**Required work:** Rewrite every line of the items below as a numbered list, skipping any blank lines.

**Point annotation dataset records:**
# # #

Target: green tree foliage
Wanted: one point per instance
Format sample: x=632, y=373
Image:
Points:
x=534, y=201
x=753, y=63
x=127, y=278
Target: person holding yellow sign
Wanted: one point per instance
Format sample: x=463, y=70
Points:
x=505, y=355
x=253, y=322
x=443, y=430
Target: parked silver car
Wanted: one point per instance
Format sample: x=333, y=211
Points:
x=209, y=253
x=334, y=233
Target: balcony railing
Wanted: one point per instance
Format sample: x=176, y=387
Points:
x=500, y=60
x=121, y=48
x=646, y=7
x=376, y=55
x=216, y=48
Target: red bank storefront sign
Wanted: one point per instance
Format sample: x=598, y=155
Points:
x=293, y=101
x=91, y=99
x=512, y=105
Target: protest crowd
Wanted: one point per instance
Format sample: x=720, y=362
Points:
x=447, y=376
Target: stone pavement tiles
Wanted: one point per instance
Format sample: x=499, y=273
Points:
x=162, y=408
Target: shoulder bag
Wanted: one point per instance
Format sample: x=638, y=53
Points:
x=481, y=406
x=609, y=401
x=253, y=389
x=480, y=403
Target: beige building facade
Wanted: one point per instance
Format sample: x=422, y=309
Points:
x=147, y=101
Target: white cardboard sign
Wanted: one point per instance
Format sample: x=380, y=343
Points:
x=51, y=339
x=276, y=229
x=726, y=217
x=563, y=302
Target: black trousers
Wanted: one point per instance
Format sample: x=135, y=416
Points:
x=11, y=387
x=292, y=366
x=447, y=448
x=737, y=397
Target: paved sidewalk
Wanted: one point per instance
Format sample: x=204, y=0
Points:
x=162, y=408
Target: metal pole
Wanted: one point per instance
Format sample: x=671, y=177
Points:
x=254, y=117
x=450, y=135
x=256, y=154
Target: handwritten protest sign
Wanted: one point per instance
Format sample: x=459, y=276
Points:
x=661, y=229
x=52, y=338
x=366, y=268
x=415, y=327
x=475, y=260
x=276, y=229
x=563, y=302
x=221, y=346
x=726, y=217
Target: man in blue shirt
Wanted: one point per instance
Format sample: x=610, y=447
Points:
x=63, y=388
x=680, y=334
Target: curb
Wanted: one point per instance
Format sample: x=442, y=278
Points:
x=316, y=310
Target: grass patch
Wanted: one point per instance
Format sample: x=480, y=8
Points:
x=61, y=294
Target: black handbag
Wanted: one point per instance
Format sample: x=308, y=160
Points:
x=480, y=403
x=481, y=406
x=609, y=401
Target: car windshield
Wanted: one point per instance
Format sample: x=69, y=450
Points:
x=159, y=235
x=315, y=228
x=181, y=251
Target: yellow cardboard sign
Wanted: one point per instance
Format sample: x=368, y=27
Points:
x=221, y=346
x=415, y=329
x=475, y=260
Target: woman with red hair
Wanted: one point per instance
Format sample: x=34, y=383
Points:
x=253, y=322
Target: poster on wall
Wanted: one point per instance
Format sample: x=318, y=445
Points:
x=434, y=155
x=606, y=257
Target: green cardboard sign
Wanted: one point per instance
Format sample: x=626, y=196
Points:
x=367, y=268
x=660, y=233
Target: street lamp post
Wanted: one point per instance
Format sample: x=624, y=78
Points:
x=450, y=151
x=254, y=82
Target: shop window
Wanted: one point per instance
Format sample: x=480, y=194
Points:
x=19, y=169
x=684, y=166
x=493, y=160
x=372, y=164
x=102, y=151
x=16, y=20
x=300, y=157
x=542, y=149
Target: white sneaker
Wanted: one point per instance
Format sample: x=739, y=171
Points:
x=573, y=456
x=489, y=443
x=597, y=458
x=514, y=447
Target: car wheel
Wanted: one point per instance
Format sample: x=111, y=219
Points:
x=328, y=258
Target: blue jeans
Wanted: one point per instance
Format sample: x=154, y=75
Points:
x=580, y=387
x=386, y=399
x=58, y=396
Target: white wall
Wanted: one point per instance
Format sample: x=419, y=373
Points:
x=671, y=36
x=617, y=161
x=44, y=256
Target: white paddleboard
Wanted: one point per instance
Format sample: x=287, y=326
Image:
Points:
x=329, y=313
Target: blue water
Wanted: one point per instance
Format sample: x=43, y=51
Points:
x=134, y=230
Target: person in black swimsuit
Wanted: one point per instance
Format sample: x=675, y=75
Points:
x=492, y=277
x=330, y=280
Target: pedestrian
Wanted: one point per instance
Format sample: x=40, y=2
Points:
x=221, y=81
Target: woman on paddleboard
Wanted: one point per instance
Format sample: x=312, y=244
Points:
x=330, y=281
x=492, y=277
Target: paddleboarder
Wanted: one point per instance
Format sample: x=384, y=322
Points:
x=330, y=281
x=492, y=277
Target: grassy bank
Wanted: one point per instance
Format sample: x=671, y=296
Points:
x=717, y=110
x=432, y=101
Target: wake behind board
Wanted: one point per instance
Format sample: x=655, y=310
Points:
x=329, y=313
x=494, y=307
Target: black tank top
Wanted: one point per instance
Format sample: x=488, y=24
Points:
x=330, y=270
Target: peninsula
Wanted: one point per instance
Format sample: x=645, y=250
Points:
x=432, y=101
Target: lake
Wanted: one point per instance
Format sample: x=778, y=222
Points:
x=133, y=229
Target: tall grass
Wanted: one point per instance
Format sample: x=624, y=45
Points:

# # #

**Final result:**
1. Target: green tree foliage
2. Wanted: one point per instance
3. Format sample: x=632, y=373
4. Image:
5. Points:
6. x=534, y=201
7. x=753, y=63
8. x=127, y=278
9. Target: person holding yellow sign
10. Wanted: one point per instance
11. Format sample: x=463, y=70
12. Points:
13. x=505, y=355
14. x=253, y=322
15. x=443, y=430
16. Target: parked silver car
17. Wanted: one point per instance
18. Format sample: x=333, y=211
19. Points:
20. x=209, y=253
21. x=334, y=233
22. Target: balcony railing
23. Wanted: one point per instance
24. Format sample: x=176, y=387
25. Points:
26. x=500, y=60
27. x=121, y=48
28. x=646, y=7
29. x=376, y=55
30. x=216, y=48
31. Target: red bank storefront sign
32. Wanted: one point per instance
33. Format sample: x=598, y=155
34. Points:
35. x=293, y=101
36. x=91, y=99
37. x=512, y=105
38. Target: protest crowd
39. Wanted: one point per instance
40. Format sample: x=720, y=362
41. Points:
42. x=447, y=376
43. Target: stone pavement tiles
44. Wanted: one point per instance
45. Format sample: x=499, y=273
46. Points:
47. x=162, y=408
48. Target: shoulder bag
49. Wanted: one point per instance
50. Format sample: x=638, y=53
51. Points:
52. x=481, y=406
53. x=609, y=401
54. x=253, y=389
55. x=480, y=403
56. Target: beige building facade
57. Wanted: one point per instance
58. Format sample: x=422, y=309
59. Points:
60. x=147, y=101
61. Target: white cardboard sign
62. Wanted: one point per instance
63. Format sample: x=380, y=343
64. Points:
65. x=51, y=339
66. x=276, y=229
67. x=726, y=217
68. x=563, y=302
69. Target: black trousers
70. Wanted: one point per instance
71. Format sample: x=135, y=416
72. Points:
73. x=11, y=387
74. x=292, y=366
75. x=447, y=448
76. x=737, y=397
77. Target: paved sidewalk
78. Wanted: one point per instance
79. Format sample: x=204, y=0
80. Points:
81. x=162, y=408
82. Target: metal pole
83. Wanted: one point per instance
84. Format sample: x=671, y=177
85. Points:
86. x=254, y=117
87. x=450, y=135
88. x=256, y=154
89. Target: handwritten protest sign
90. Wanted: one point per instance
91. Format sample: x=459, y=276
92. Points:
93. x=661, y=229
94. x=52, y=338
95. x=366, y=268
96. x=415, y=327
97. x=475, y=260
98. x=276, y=229
99. x=563, y=302
100. x=221, y=346
101. x=726, y=217
102. Target: man in blue shirt
103. Wanted: one point per instance
104. Format sample: x=610, y=447
105. Points:
106. x=63, y=388
107. x=680, y=334
108. Target: curb
109. Wanted: one point per instance
110. Format sample: x=442, y=278
111. Points:
112. x=316, y=310
113. Target: grass patch
114. Wanted: one point per instance
115. Format sample: x=480, y=8
116. Points:
117. x=61, y=294
118. Target: black handbag
119. Wanted: one point per instance
120. Format sample: x=308, y=160
121. Points:
122. x=480, y=403
123. x=481, y=406
124. x=609, y=401
125. Target: car windshield
126. Wanted: one point per instance
127. Format sample: x=69, y=450
128. Points:
129. x=159, y=235
130. x=315, y=228
131. x=181, y=251
132. Target: yellow cardboard sign
133. Wanted: one point per instance
134. Format sample: x=368, y=27
135. Points:
136. x=221, y=346
137. x=415, y=329
138. x=475, y=260
139. Target: woman with red hair
140. Wanted: one point per instance
141. Format sample: x=34, y=383
142. Points:
143. x=253, y=322
144. Target: poster on wall
145. Wanted: one point per instance
146. Format sample: x=318, y=445
147. Points:
148. x=434, y=155
149. x=606, y=257
150. Target: green cardboard sign
151. Wanted: one point per instance
152. Format sample: x=626, y=196
153. Points:
154. x=367, y=268
155. x=660, y=233
156. Target: street lamp post
157. Wanted: one point per instance
158. Format sample: x=624, y=78
159. Points:
160. x=450, y=151
161. x=254, y=82
162. Target: shop window
163. Wanted: one point per instance
164. Format sample: x=480, y=194
165. Points:
166. x=19, y=169
167. x=684, y=166
168. x=493, y=160
169. x=372, y=164
170. x=102, y=151
171. x=16, y=20
172. x=300, y=157
173. x=542, y=149
174. Target: white sneaker
175. Wanted: one point per instance
176. Format sample: x=739, y=171
177. Points:
178. x=573, y=456
179. x=489, y=443
180. x=597, y=458
181. x=514, y=447
182. Target: car wheel
183. Wanted: one point per instance
184. Format sample: x=111, y=219
185. Points:
186. x=328, y=258
187. Target: blue jeans
188. Wanted: one point per instance
189. Format sample: x=154, y=75
190. Points:
191. x=580, y=387
192. x=386, y=399
193. x=58, y=396
194. Target: white wall
195. Wanted: one point per instance
196. Format sample: x=419, y=373
197. Points:
198. x=671, y=36
199. x=617, y=161
200. x=44, y=256
201. Target: white paddleboard
202. Wanted: one point per instance
203. Format sample: x=287, y=326
204. Image:
205. Points:
206. x=329, y=313
207. Target: blue water
208. Wanted: one point per instance
209. Format sample: x=43, y=51
210. Points:
211. x=134, y=230
212. Target: person in black swimsuit
213. Wanted: one point per instance
214. Format sample: x=675, y=75
215. Points:
216. x=492, y=277
217. x=330, y=280
218. Target: pedestrian
219. Wanted: one point per instance
220. Format sample: x=40, y=2
221. Points:
222. x=221, y=81
223. Target: woman on paddleboard
224. Wanted: one point per instance
225. Format sample: x=312, y=244
226. Points:
227. x=330, y=281
228. x=492, y=277
229. Target: paddleboarder
230. Wanted: one point per instance
231. Format sample: x=384, y=322
232. Points:
233. x=330, y=281
234. x=492, y=277
235. Target: grassy bank
236. Wanted: one point per instance
237. Format sample: x=671, y=296
238. Points:
239. x=717, y=110
240. x=432, y=101
241. Target: wake behind board
242. Wanted: one point per instance
243. Format sample: x=655, y=310
244. Points:
245. x=329, y=313
246. x=494, y=307
247. Target: black tank top
248. Wanted: one point per instance
249. Format sample: x=488, y=24
250. Points:
251. x=330, y=270
252. Target: peninsula
253. Wanted: one point per instance
254. Format sample: x=645, y=250
255. Points:
256. x=432, y=101
257. Target: lake
258. Wanted: one point per instance
259. Format sample: x=778, y=222
260. Points:
261. x=133, y=229
262. Target: tall grass
263. Wanted: one point per instance
264. Format sample: x=624, y=45
265. Points:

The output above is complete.